Supplied passage =
▽

[tahoe-dev] Manual rebalancing in 1.10.0?
Mark Berger
mjberger at stanford.edu
Sat Sep 28 23:07:18 UTC 2013
Hi Kyle, sorry for not getting back to you. I just started school so I've
been pretty busy.
Tahoe considers a new file upload to be a special instance of file repair,
so my branch should address your issue. Currently file repair is necessary
in order to rebalance a file, but Brian has written an extensive
ticket<https://tahoe-lafs.org/trac/tahoe-lafs/ticket/543>on
rebalancing shares. However, I don't think anyone is actively working
on
it.
I think the first error you received is caused by two things:
1. While the original scope of 1382 is pretty large, my patch only
implements a new upload algorithm which will distributes shares
effectively. The checker doesn't upload anything unless an item needs to be
repaired. So you need to supply the "-repair" flag with the cli.
2. The checker does not consider the file to be unhealthy. Since the file
is "healthy", tahoe doesn't attempt to repair the file and rebalancing
doesn't occur. There is a separate ticket for this
issue<https://tahoe-lafs.org/trac/tahoe-lafs/ticket/614>,
but it hasn't been committed to trunk and it's not included in the 1382
branch.

△

(Stored dataset records)
▽

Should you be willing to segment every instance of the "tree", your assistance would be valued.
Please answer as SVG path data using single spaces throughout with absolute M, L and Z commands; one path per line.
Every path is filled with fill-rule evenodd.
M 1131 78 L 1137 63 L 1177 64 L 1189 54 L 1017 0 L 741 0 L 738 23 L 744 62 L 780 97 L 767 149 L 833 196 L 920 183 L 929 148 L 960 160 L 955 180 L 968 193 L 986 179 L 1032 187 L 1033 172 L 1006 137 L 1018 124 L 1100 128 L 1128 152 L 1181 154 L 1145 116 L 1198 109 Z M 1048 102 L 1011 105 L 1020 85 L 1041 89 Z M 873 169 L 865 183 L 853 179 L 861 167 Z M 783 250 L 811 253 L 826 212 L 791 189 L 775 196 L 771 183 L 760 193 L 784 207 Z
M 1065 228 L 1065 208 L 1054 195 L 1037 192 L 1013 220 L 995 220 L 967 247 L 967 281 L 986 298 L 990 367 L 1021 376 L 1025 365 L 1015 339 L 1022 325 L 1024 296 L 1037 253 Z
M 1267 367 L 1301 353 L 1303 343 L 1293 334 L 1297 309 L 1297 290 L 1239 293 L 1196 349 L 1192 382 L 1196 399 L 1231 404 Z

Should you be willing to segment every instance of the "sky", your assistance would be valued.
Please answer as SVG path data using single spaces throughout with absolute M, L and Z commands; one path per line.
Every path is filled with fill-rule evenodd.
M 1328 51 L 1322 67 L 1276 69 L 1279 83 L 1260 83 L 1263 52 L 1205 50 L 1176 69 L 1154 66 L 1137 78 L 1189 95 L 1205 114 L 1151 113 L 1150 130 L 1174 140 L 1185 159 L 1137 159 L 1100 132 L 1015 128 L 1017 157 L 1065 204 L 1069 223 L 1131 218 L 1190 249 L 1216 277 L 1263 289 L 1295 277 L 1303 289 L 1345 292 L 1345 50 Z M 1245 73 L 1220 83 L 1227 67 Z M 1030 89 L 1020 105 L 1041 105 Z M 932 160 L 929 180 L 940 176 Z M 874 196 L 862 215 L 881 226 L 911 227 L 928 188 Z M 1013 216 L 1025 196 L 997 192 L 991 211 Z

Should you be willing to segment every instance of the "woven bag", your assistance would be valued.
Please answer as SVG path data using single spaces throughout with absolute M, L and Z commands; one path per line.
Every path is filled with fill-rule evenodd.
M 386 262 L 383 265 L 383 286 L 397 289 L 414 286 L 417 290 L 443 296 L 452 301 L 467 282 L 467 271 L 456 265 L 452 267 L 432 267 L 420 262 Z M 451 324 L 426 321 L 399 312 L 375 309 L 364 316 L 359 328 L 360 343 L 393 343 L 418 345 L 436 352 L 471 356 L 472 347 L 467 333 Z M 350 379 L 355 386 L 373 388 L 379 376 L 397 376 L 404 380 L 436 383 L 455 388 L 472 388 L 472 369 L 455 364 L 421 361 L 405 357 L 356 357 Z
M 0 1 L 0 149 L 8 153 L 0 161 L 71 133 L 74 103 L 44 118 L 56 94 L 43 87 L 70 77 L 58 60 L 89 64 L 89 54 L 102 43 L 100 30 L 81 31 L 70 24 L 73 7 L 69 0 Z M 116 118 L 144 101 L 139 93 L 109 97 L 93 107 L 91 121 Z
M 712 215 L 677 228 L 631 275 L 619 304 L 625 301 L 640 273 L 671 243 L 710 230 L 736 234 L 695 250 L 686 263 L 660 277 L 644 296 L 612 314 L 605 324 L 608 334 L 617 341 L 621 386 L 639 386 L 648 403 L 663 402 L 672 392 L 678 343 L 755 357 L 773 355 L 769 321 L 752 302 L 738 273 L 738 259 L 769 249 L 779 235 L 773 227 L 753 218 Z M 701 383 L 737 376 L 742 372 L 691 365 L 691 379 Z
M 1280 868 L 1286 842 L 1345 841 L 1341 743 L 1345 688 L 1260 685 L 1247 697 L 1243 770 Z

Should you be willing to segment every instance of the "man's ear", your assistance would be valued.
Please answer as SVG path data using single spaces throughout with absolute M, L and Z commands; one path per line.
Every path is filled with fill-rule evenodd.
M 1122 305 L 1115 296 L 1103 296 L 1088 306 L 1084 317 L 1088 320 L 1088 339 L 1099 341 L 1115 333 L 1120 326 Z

△

Aim = Reproduce the mailing-list post about manual rebalancing in Tahoe 1.10.0 word for word, from its subject line to its final sentence.

The solution =
[tahoe-dev] Manual rebalancing in 1.10.0?
Mark Berger
mjberger at stanford.edu
Sat Sep 28 23:07:18 UTC 2013
Hi Kyle, sorry for not getting back to you. I just started school so I've
been pretty busy.
Tahoe considers a new file upload to be a special instance of file repair,
so my branch should address your issue. Currently file repair is necessary
in order to rebalance a file, but Brian has written an extensive
ticket<https://tahoe-lafs.org/trac/tahoe-lafs/ticket/543>on
rebalancing shares. However, I don't think anyone is actively working
on
it.
I think the first error you received is caused by two things:
1. While the original scope of 1382 is pretty large, my patch only
implements a new upload algorithm which will distributes shares
effectively. The checker doesn't upload anything unless an item needs to be
repaired. So you need to supply the "-repair" flag with the cli.
2. The checker does not consider the file to be unhealthy. Since the file
is "healthy", tahoe doesn't attempt to repair the file and rebalancing
doesn't occur. There is a separate ticket for this
issue<https://tahoe-lafs.org/trac/tahoe-lafs/ticket/614>,
but it hasn't been committed to trunk and it's not included in the 1382
branch.